Turn each line of the records below into a JSON array of strings, with one string per line and any blank lines omitted.

====================

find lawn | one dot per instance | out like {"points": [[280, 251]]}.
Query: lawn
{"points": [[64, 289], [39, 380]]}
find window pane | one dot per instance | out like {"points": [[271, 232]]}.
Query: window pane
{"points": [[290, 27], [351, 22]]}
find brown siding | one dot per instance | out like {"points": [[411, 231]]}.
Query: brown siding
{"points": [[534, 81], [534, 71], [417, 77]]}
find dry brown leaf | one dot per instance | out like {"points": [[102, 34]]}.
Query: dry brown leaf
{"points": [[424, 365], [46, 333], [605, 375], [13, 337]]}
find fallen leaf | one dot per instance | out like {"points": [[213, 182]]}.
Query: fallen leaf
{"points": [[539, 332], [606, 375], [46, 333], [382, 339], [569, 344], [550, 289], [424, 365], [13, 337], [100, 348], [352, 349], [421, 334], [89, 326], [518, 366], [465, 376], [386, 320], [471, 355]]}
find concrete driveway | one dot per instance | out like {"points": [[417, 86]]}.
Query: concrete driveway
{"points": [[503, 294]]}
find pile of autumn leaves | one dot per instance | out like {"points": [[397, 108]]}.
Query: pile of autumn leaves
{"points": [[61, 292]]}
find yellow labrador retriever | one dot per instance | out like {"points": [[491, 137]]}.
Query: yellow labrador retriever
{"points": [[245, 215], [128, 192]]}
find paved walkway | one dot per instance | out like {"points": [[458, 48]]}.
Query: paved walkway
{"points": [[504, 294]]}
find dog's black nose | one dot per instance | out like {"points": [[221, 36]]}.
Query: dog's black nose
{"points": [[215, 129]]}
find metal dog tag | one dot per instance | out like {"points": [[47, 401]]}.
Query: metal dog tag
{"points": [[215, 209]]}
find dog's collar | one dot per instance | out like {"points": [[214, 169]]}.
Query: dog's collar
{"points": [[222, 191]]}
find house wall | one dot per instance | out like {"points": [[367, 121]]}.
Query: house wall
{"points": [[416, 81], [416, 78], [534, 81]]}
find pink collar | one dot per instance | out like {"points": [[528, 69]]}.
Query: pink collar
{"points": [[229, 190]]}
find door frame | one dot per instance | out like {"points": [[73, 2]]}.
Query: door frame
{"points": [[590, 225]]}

====================

▶ EXERCISE SOLUTION:
[
  "find lawn | one dot per instance | out like {\"points\": [[280, 251]]}.",
  "Query: lawn",
  "{\"points\": [[64, 289], [39, 380]]}",
  "find window pane | one dot per instance | out like {\"points\": [[271, 232]]}.",
  "Query: window pane",
  "{\"points\": [[290, 27], [351, 22]]}",
  "find brown siding | one dot per instance | out like {\"points\": [[411, 231]]}.",
  "Query: brown siding",
  "{\"points\": [[534, 81], [534, 71], [417, 77]]}",
  "find dry brown leaf | one dot per instance | out like {\"points\": [[102, 34]]}.",
  "Query: dry brown leaf",
  "{\"points\": [[424, 365], [46, 333], [605, 375], [13, 337]]}",
  "find fallen leaf | one dot per instance | out like {\"points\": [[213, 182]]}.",
  "Query: fallen leaf",
  "{\"points\": [[539, 332], [606, 375], [46, 333], [382, 339], [569, 344], [550, 289], [424, 365], [13, 337], [100, 348], [352, 349], [421, 334], [89, 326], [518, 366], [465, 376], [386, 320], [471, 355]]}",
  "find concrete driveway | one dot per instance | out like {\"points\": [[417, 86]]}.",
  "Query: concrete driveway",
  "{\"points\": [[503, 294]]}",
  "find pile of autumn leaves | one dot per instance | out like {\"points\": [[397, 108]]}.",
  "Query: pile of autumn leaves",
  "{\"points\": [[61, 292]]}",
  "find yellow labrador retriever | one dot per instance | out like {\"points\": [[491, 137]]}.",
  "Query: yellow labrador retriever",
  "{\"points\": [[245, 215], [128, 192]]}",
  "find paved walkway | one dot per instance | out like {\"points\": [[458, 48]]}.",
  "Query: paved walkway",
  "{\"points\": [[504, 294]]}",
  "find dog's black nose | one dot per instance | out like {\"points\": [[221, 36]]}.",
  "Query: dog's black nose",
  "{\"points\": [[215, 129]]}",
  "find metal dog tag | one dot per instance | out like {\"points\": [[47, 401]]}.",
  "Query: metal dog tag",
  "{\"points\": [[215, 209]]}",
  "find dog's collar | one dot per instance | out like {\"points\": [[214, 169]]}.",
  "Query: dog's collar",
  "{\"points\": [[222, 191]]}",
  "find house wall | one dot per instance | out like {\"points\": [[367, 121]]}.",
  "Query: house wall",
  "{\"points\": [[416, 81], [416, 78], [534, 81]]}",
  "find pink collar | one dot per instance | out like {\"points\": [[528, 69]]}.",
  "Query: pink collar",
  "{\"points\": [[229, 190]]}",
  "find door frame | one dot per instance | out like {\"points\": [[73, 2]]}.",
  "Query: door frame",
  "{\"points\": [[590, 225]]}"
]